MATERIALS PROVIDED
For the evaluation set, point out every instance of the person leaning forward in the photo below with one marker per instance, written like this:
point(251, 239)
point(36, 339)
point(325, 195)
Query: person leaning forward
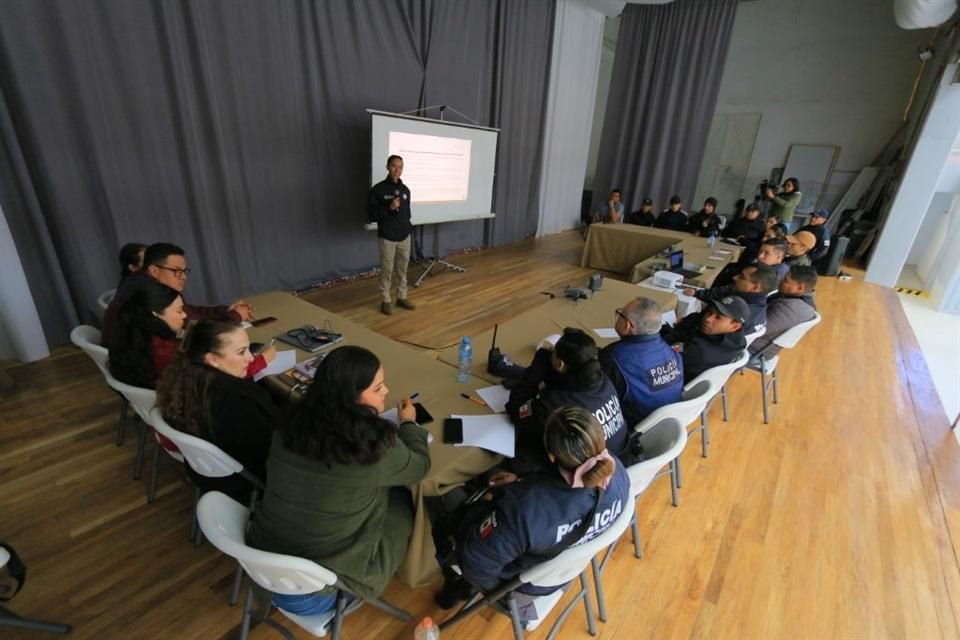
point(389, 206)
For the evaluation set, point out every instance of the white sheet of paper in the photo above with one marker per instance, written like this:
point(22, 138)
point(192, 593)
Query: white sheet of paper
point(606, 332)
point(393, 415)
point(493, 433)
point(284, 361)
point(496, 397)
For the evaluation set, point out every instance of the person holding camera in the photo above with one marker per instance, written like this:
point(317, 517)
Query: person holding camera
point(784, 204)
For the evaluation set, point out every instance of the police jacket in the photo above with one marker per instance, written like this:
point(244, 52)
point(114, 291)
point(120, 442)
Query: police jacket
point(822, 234)
point(646, 373)
point(391, 225)
point(700, 351)
point(676, 220)
point(529, 406)
point(704, 224)
point(756, 300)
point(508, 535)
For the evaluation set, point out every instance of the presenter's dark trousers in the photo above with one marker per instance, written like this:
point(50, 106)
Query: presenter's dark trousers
point(394, 258)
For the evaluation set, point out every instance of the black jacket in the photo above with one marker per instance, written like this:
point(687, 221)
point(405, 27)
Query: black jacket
point(703, 224)
point(675, 220)
point(391, 225)
point(700, 351)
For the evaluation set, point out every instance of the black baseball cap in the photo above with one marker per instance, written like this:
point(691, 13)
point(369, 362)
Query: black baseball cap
point(734, 307)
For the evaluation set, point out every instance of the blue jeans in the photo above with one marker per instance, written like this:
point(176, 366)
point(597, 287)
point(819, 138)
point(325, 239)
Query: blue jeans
point(308, 604)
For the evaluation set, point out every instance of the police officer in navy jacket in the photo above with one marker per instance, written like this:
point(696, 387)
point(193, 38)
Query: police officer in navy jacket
point(644, 370)
point(523, 523)
point(570, 375)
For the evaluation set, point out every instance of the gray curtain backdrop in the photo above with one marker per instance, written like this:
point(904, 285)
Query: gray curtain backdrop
point(237, 129)
point(663, 92)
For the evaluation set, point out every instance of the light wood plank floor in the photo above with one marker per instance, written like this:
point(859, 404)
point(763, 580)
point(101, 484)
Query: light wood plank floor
point(839, 519)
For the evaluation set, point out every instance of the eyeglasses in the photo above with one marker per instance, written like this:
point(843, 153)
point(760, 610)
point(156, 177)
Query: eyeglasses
point(177, 273)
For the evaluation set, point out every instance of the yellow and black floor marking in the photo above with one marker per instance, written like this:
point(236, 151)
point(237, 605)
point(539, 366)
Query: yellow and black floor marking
point(913, 292)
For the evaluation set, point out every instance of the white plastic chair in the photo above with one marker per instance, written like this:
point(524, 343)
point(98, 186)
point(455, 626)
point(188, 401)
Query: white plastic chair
point(10, 620)
point(695, 399)
point(662, 444)
point(565, 567)
point(208, 460)
point(719, 375)
point(89, 339)
point(224, 522)
point(766, 365)
point(105, 299)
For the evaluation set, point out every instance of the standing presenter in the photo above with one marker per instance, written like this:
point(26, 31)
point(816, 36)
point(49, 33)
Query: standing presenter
point(389, 207)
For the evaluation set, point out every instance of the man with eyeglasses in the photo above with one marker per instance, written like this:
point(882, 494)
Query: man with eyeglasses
point(167, 264)
point(645, 371)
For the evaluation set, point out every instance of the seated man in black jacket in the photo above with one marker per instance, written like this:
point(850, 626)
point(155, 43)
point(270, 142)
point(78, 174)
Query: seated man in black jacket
point(645, 216)
point(706, 222)
point(710, 338)
point(674, 218)
point(752, 284)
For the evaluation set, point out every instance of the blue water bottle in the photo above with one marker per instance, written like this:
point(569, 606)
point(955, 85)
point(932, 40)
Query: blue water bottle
point(464, 360)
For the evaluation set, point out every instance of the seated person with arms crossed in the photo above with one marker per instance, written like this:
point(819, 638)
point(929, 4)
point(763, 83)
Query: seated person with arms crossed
point(798, 249)
point(711, 337)
point(644, 370)
point(645, 216)
point(338, 477)
point(790, 306)
point(752, 285)
point(706, 222)
point(148, 323)
point(674, 217)
point(521, 523)
point(570, 375)
point(204, 392)
point(166, 263)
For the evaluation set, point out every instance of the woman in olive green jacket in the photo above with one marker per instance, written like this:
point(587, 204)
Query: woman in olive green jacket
point(337, 476)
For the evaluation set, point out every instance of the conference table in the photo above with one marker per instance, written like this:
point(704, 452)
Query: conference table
point(518, 337)
point(635, 252)
point(406, 371)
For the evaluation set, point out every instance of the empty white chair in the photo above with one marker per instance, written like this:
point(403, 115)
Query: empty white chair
point(89, 340)
point(208, 460)
point(695, 398)
point(766, 365)
point(565, 567)
point(224, 522)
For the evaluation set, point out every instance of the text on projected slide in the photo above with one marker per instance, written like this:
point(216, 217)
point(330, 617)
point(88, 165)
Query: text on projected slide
point(436, 169)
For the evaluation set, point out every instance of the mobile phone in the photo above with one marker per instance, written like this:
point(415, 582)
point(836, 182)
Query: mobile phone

TASK PROMPT
Reproduce all of the material above word for word, omitting the pictures.

TASK RESULT
For the evaluation set, point out every instance of the person leaning forward in the photo below with one marker per instance, written like this:
point(251, 239)
point(36, 339)
point(325, 195)
Query: person leaning forward
point(389, 206)
For the evaluation set, point out every instance of the white sheet of paper in the photo above with one marker per instance, written like this:
point(22, 138)
point(192, 593)
Query: white sheet of paper
point(606, 332)
point(393, 415)
point(493, 433)
point(284, 361)
point(496, 397)
For the evaluation set, point out every instance of the person holding camera in the photo above with one marker per instance, written like this:
point(317, 517)
Query: person holding camera
point(784, 204)
For the evaluation set, point out every instance of the police jacket in the photo above with one marker per instance, written like this:
point(244, 52)
point(114, 291)
point(120, 442)
Query: police jacket
point(822, 234)
point(646, 373)
point(391, 225)
point(700, 351)
point(676, 220)
point(529, 406)
point(704, 224)
point(756, 300)
point(508, 535)
For the evaluation set, point out every instance of the presenter's dark trousers in the photo above with one marker per instance, written like this:
point(50, 106)
Query: presenter's dark trousers
point(394, 258)
For the evaluation set, point out every instance of the black jacket in the photo above with one marker per instance, written like this:
point(687, 221)
point(405, 27)
Query: black jacket
point(703, 224)
point(675, 220)
point(391, 225)
point(700, 351)
For the evaluation set, point out every instance of the black baseball cap in the photo above with one marker per instance, written like this:
point(691, 13)
point(369, 362)
Query: black baseball cap
point(734, 307)
For the evaluation set, point out every instance of the blue jeans in the photo above with one marker per instance, written like this:
point(176, 366)
point(597, 287)
point(819, 138)
point(325, 239)
Query: blue jeans
point(308, 604)
For the evaluation set, point out every instance of the police officer in navy jacket in the photo above with one marker per instance, written like this:
point(696, 387)
point(193, 38)
Query: police officer in navy jacket
point(644, 370)
point(523, 523)
point(570, 375)
For the evaluation set, point out every instance of the gray curtain backdrop in the photo above with one marker per instance, written like this:
point(904, 285)
Query: gray curtain backdrop
point(237, 129)
point(663, 92)
For the evaluation set, point out every instance of the light wood plank floor in the photo above with one marker per instance, written like this:
point(859, 404)
point(763, 580)
point(101, 484)
Query: light wood plank floor
point(839, 519)
For the evaluation set, point out every instance of the eyeglasses in the photo above with one marker per instance, written like this:
point(843, 153)
point(760, 610)
point(156, 177)
Query: eyeglasses
point(177, 273)
For the evaluation set, point out every instance of the yellow and black floor marking in the photo above with one marker per instance, written like this:
point(236, 151)
point(237, 605)
point(539, 366)
Query: yellow and black floor marking
point(913, 292)
For the evaluation set, point out every instance of the white plastic chair in the photo above with one marker per instance, written like this:
point(524, 343)
point(98, 186)
point(455, 626)
point(188, 401)
Query: white plastic chair
point(10, 620)
point(695, 399)
point(662, 444)
point(565, 567)
point(208, 460)
point(719, 375)
point(89, 339)
point(224, 522)
point(766, 365)
point(105, 299)
For the evaluation set, point out every instance of the standing presenter in the photo above with one marker per instance, written like this:
point(26, 31)
point(816, 36)
point(49, 33)
Query: standing presenter
point(389, 207)
For the evaluation set, point out every instance of the man with eyeglasses in the photo above with one marker per instance, written like this:
point(882, 494)
Query: man with eyeglasses
point(167, 264)
point(645, 371)
For the evaluation set, point out every instance of the seated man in black jacket in the photo above with one marker per instance, written like this:
point(850, 626)
point(155, 43)
point(270, 142)
point(78, 174)
Query: seated man in black jacket
point(645, 216)
point(706, 222)
point(710, 338)
point(674, 218)
point(752, 284)
For the evaluation set, point out every instance of the blue water bottle in the photo above with one marker per instance, written like this:
point(569, 606)
point(955, 85)
point(932, 40)
Query: blue water bottle
point(464, 360)
For the evaluation set, point out every instance of the seated person with arms crossed in the photo above with one marker per instance, written like this:
point(819, 638)
point(929, 4)
point(763, 83)
Query: seated person with arms crossed
point(798, 249)
point(711, 337)
point(644, 370)
point(645, 216)
point(338, 477)
point(790, 306)
point(752, 285)
point(706, 222)
point(148, 323)
point(674, 217)
point(521, 523)
point(570, 375)
point(204, 392)
point(166, 263)
For the evaluation set, point out every instance of the woman in olive green jacket in the photo above with one marker per instance, written like this:
point(587, 204)
Query: woman in olive green jacket
point(337, 476)
For the evaluation set, point out every instance of the conference table in the photo above with one marker per instance, written like this:
point(704, 452)
Query: conference table
point(518, 337)
point(635, 252)
point(406, 371)
For the evaluation set, point out every instance of the empty white chair in the photo above with one marker per instance, written like this:
point(403, 115)
Query: empty white chair
point(89, 340)
point(208, 460)
point(695, 398)
point(766, 365)
point(565, 567)
point(224, 522)
For the evaluation set, point out every instance of the text on projected slide in the photo above with one marker per instance, written like this:
point(216, 217)
point(330, 617)
point(88, 165)
Query: text on projected slide
point(436, 169)
For the evaluation set, point out every instance of the mobile phone in the photo above with one marker per instance, written like this:
point(415, 582)
point(836, 182)
Query: mobile phone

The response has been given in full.